::: Quoted passage

Getting access to the full 1 million token context window in Codex GPT-5.4
GPT-5.4 supports a million-token context window but Codex launches it at 272,000.
Codex doesn't ask GPT-5.4 how many tokens it can handle. It looks up the answer in a model catalog -- a JSON file that ships with Codex listing every available model alongside its capabilities: name, context window, supported features. The default catalog sets GPT-5.4's context_window to 272,000. As far as Codex is concerned, that's the ceiling.
Codex profiles let you create named configurations -- a different model, different sandbox rules, different settings -- and switch between them with --profile name. Each profile lives in its own file at ~/.codex/<name>.config.toml, using the same top-level keys as ~/.codex/config.toml. Anything you set in a profile file overrides the matching value in config.toml for sessions launched under that profile.
That includes model_context_window.
The profile that unlocks 1M
Create ~/.codex/gpt54_1m.config.toml:
model = "gpt-5.4"
model_context_window = 1000000
model_auto_compact_token_limit = 900000
Three lines. model_context_window tells Codex to use a 1M-token window for sessions launched under this profile. model_auto_compact_token_limit triggers conversation compaction at 900K, leaving headroom before the effective ceiling.
Launch with:
codex --profile gpt54_1m
Verifying it works
Inside the Codex TUI, /status shows the context window size. For a definitive check, inspect the rollout JSON from your session:
latest_rollout=$(
find ~/.codex/sessions -name 'rollout-*.jsonl' -printf '%T@ %p\n' \
| sort --numeric-sort \
| tail --lines=1 \
| cut --delimiter=' ' --fields=2-
)

::::::
::: Provided records

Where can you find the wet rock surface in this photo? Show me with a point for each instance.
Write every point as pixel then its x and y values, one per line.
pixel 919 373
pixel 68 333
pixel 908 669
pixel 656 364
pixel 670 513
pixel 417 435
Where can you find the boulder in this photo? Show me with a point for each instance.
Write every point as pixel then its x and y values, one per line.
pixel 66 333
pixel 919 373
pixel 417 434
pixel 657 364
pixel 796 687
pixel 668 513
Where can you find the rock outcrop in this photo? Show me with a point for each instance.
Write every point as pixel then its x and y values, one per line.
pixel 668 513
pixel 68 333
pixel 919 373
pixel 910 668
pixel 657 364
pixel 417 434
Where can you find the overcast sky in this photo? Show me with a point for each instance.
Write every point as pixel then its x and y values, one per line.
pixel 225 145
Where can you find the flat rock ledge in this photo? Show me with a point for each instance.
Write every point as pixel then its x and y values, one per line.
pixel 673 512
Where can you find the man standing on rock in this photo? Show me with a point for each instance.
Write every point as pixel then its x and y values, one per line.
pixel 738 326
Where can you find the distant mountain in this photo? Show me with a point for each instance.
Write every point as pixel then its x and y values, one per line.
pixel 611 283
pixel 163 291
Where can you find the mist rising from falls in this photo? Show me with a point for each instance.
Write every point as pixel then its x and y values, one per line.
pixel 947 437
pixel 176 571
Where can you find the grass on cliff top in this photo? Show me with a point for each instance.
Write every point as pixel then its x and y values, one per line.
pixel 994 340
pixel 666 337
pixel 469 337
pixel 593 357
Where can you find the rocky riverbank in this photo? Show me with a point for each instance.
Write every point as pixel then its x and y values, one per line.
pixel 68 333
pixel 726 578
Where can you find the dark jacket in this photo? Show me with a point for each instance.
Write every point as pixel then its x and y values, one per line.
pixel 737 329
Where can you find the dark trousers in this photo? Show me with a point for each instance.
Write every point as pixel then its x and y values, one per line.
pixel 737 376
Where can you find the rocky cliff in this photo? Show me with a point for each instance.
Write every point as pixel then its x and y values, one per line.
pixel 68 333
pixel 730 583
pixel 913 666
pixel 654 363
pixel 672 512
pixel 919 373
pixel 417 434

::::::

▸ Exercise requirements
1 > Answer these questions about the article on the GPT-5.4 context window in Codex:
(a) What context_window value does the default model catalog give GPT-5.4?
(b) At what path does each Codex profile file live?
(c) At what token count does the gpt54_1m profile trigger conversation compaction?
2 > Continue the article on the GPT-5.4 context window in Codex from the point where it stops.

▸ Answers to each task
1 >
(a) 272,000
(b) ~/.codex/<name>.config.toml
(c) 900K (900,000)

2 >
jq -r '
select(.type == "event_msg" and .payload.type == "task_started")
| .payload.model_context_window
' "$latest_rollout"
This returns 950,000. GPT-5.4 applies a 95% effective context window internally, so the runtime ceiling is 950,000 of the catalog's 1,000,000.
To prove the window is actually usable end-to-end -- not just declared in metadata -- pipe several hundred thousand tokens of input to a single-turn codex exec and check that the rollout records the full input acceptance:
codex exec --model gpt-5.4 -c 'model_context_window=1000000' \
--skip-git-repo-check 'Reply with only the literal word RECEIVED.' \
< big_input_file
On my Plus account, this accepted a single turn with 591,580 input tokens -- well above the 272,000 default ceiling.
Why this works now (and didn't before)
Until Codex 0.134.0, profiles lived inside ~/.codex/config.toml as [profiles.X] tables -- and that table parser silently dropped model_context_window (openai/codex#14456). Setting the key inside [profiles.X] did nothing. The 0.134.0 release moved profiles into their own files at ~/.codex/<name>.config.toml, using top-level keys where the override was never broken. The bug fix was incidental to the file-shape change.
What about GPT-5.5?
GPT-5.5 has the same shape of gap: OpenAI's API docs document a 1,050,000-token context window, but Codex's catalog still ships it at 272,000.
The same simple override does not work for GPT-5.5 on the Plus tier (internally labeled prolite in Codex's rate-limit telemetry). I verified this by stress-testing both models on the same account, back to back:
- GPT-5.4 with
model_context_window = 1000000: a single-turn session accepted 591,580 input tokens. - GPT-5.5 with an analogous setup: real working sessions hit "Codex ran out of room in the model's context window" three times in a row, each time when a single turn's input crossed ~270,000 tokens. Codex's
/statusreported a 998K window throughout; the OpenAI API rejected the requests anyway.
So the override-tells-Codex layer worked for both models, but only the GPT-5.4 API actually honored it for Plus. The catalog patch convinces Codex it has more headroom; the server still enforces the plan-tier ceiling for GPT-5.5.
I haven't tested this on Pro / Enterprise / API access, so I can't say whether the limit relaxes there. If you're on a higher tier and want to find out, the test is: stress-test a GPT-5.5 1M profile with several hundred thousand tokens of single-turn input and read the rollout's last_token_usage.input_tokens. If it succeeds, the gate is plan-tier; if it fails the same way, the cap is universal on Codex.